» **Tâche courte 1**
Dressez, s'il vous plaît, la liste de toutes les personnes nommées dans l'article sur l'épouse du chef de l'espionnage russe.
» **Tâche courte 2**
Dans l'article sur l'épouse du chef de l'espionnage russe, depuis quand Serguei Narychkine est-il interdit de territoire européen ?
» **Tâche courte 3**
Prolongez l'article sur l'épouse du chef de l'espionnage russe à partir de sa dernière phrase.

» **Extrait du document**
Des services secrets, nous ne savons que les échecs et rarement les succès. Si l'échec provoque l'anathème, l'ingratitude est fille de la victoire. Quand à la gloire, il faut l'oublier, elle est pour les autres...

dimanche 16 avril 2023

Que faisait l’épouse du chef de l’espionnage russe à Paris le week-end dernier ?

 

Moscou a-t-il un œil à Paris ? Comme le rapporte Le Parisien, Tatyana Narychkina a été aperçue dans une voiture diplomatique dans la capitale le lundi 10 avril. Elle est l'épouse de Serguei Narychkine, le patron du renseignement extérieur russe (SVR), héritier du KGB qui n'était pas avec elle. D'après des sources russes, Mme Narychkina aurait passé quelques jours sur la Côte d'Azur, avant de se rendre à Paris. Sa présence interroge.

« Admettons que Tatyana Narychkina vienne faire son shopping… Le fait qu'elle circule dans une voiture diplomatique soulève de nombreuses questions », souligne Cécile Vaissié, professeure à l'université Rennes-II et autrice du livre Les Réseaux du Kremlin en France. « L'épouse du chef des services russes de renseignement extérieur est-elle là pour voir des gens ? Pour régler des affaires ? Serait-ce une forme de voyage quasi officiel ? » « Le système européen de sanctions peut paraître solide, mais la présence de l'épouse d'un dirigeant de si haut niveau montre qu'il y a plein de trous dans le dispositif », affirme Cécile Vaissié

Un proche de Vladimir Poutine

Serguei Narychkine est interdit de territoire européen depuis l'annexion de la Crimée en 2014. Une interdiction qui ne semble pas l'atteindre. Ainsi, peu après l'annexion de la Crimée à Paris, sous couvert d'une visite au Conseil de l'Europe, il en avait profité pour rencontrer une délégation de chefs d'entreprise comme Dassault, Total, GDF-Suez et des députés, amis fidèles du pouvoir russe, rapportait à l'époque le journal Le Monde.

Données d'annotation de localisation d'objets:
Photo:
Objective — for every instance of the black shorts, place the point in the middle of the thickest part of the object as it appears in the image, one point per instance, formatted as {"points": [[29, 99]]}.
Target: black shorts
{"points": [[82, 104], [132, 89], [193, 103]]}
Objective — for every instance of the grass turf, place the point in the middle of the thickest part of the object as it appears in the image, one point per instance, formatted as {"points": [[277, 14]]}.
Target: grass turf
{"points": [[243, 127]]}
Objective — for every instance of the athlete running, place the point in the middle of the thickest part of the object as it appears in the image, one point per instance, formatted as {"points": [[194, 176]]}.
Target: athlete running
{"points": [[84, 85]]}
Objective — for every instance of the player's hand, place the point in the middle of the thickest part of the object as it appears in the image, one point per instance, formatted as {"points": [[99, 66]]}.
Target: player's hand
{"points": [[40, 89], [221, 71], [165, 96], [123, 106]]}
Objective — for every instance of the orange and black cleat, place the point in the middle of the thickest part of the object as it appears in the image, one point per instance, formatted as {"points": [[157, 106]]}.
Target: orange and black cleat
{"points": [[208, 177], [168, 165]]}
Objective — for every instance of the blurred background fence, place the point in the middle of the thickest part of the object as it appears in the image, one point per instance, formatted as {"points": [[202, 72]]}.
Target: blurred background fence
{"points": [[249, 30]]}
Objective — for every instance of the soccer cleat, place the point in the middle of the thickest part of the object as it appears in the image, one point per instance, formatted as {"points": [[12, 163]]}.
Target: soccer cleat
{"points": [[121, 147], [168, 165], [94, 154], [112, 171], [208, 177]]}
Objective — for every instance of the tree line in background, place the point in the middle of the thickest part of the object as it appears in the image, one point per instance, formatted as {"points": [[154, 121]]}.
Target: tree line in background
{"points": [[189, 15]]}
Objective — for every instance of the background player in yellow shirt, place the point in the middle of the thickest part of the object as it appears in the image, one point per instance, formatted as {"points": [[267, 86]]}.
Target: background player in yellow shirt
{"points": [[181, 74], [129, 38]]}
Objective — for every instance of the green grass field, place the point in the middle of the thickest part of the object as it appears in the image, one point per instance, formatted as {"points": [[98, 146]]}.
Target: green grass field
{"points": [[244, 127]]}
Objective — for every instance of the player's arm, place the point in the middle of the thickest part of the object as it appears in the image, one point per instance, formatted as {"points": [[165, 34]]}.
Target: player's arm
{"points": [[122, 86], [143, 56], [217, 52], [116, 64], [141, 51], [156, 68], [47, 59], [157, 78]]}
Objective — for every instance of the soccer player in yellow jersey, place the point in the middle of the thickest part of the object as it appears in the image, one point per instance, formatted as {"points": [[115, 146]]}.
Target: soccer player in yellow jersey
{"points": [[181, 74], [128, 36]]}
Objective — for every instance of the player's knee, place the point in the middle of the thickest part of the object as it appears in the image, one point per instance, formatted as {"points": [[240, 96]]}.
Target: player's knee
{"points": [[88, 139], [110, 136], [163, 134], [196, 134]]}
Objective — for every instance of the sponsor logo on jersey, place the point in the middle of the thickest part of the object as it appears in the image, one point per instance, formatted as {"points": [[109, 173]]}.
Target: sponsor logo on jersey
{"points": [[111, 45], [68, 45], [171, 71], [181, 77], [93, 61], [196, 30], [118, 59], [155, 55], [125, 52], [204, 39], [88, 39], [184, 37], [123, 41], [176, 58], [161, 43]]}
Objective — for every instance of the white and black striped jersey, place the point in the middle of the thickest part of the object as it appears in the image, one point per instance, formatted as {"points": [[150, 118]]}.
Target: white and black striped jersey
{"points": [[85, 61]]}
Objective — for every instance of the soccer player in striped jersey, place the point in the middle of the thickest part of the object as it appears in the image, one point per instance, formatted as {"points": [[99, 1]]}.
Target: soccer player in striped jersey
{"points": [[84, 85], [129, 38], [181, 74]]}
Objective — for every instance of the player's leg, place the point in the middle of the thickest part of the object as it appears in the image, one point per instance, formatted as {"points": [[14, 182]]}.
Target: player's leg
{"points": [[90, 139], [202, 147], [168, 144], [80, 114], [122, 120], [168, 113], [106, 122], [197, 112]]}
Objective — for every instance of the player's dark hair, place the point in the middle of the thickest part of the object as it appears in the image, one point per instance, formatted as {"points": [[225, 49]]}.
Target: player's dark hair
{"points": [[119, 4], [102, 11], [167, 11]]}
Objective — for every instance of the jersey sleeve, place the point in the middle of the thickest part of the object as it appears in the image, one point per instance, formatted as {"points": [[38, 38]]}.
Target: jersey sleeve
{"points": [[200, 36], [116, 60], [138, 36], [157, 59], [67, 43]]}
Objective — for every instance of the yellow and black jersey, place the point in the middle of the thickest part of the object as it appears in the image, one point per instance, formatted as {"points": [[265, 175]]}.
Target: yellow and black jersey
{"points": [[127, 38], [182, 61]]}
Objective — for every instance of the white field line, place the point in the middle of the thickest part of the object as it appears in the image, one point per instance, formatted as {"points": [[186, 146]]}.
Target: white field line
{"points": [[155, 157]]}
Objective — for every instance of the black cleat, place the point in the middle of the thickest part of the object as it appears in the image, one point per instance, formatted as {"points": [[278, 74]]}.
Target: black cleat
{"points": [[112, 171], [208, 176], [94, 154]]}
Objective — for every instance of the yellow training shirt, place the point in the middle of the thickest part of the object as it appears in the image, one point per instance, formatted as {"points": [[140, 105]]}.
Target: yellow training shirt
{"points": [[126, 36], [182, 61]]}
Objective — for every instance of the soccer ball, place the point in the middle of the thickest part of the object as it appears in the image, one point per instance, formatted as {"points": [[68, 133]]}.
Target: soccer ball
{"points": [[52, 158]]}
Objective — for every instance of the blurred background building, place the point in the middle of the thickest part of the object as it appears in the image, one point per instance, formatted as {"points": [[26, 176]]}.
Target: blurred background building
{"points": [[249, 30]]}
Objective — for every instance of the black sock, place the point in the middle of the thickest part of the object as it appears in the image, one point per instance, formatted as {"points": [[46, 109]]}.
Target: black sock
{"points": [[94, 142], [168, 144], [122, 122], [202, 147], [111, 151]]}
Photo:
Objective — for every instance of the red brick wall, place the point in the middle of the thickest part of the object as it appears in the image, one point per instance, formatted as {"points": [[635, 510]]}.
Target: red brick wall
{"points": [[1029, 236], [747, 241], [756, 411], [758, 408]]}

» **Réponse rédigée 1**
Tatyana Narychkina, Serguei Narychkine, Cécile Vaissié, Vladimir Poutine

» **Réponse rédigée 2**
Depuis l'annexion de la Crimée en 2014.

» **Réponse rédigée 3**
Serguei Narychkine est un ancien agent de la même génération que Vladimir Poutine. Il a gravi chaque échelon du pouvoir au côté du chef d'État. Il a été chef de l'administration présidentielle, puis député et président de la Douma, et enfin espion en chef. Le 21 février 2021, trois jours avant le début de la guerre en Ukraine, il avait été humilié publiquement par Poutine, à la tribune d'un conseil de sécurité retransmis en direct à la télévision. « Oui… oui… Je soutiendrai… » cafouillait le patron du renseignement sur la situation en Ukraine. « Parlez sans détour », lui avait lancé Vladimir Poutine, le pressant de questions, jusqu'à ce que Narychkine finisse par difficilement déclarer : « Je soutiens la proposition quant à la reconnaissance de l'indépendance des Républiques de Donetsk et de Louhansk. » Poutine avait alors conclu, s'adressant tel un enseignant à son élève : « Merci, vous pouvez vous rasseoir. »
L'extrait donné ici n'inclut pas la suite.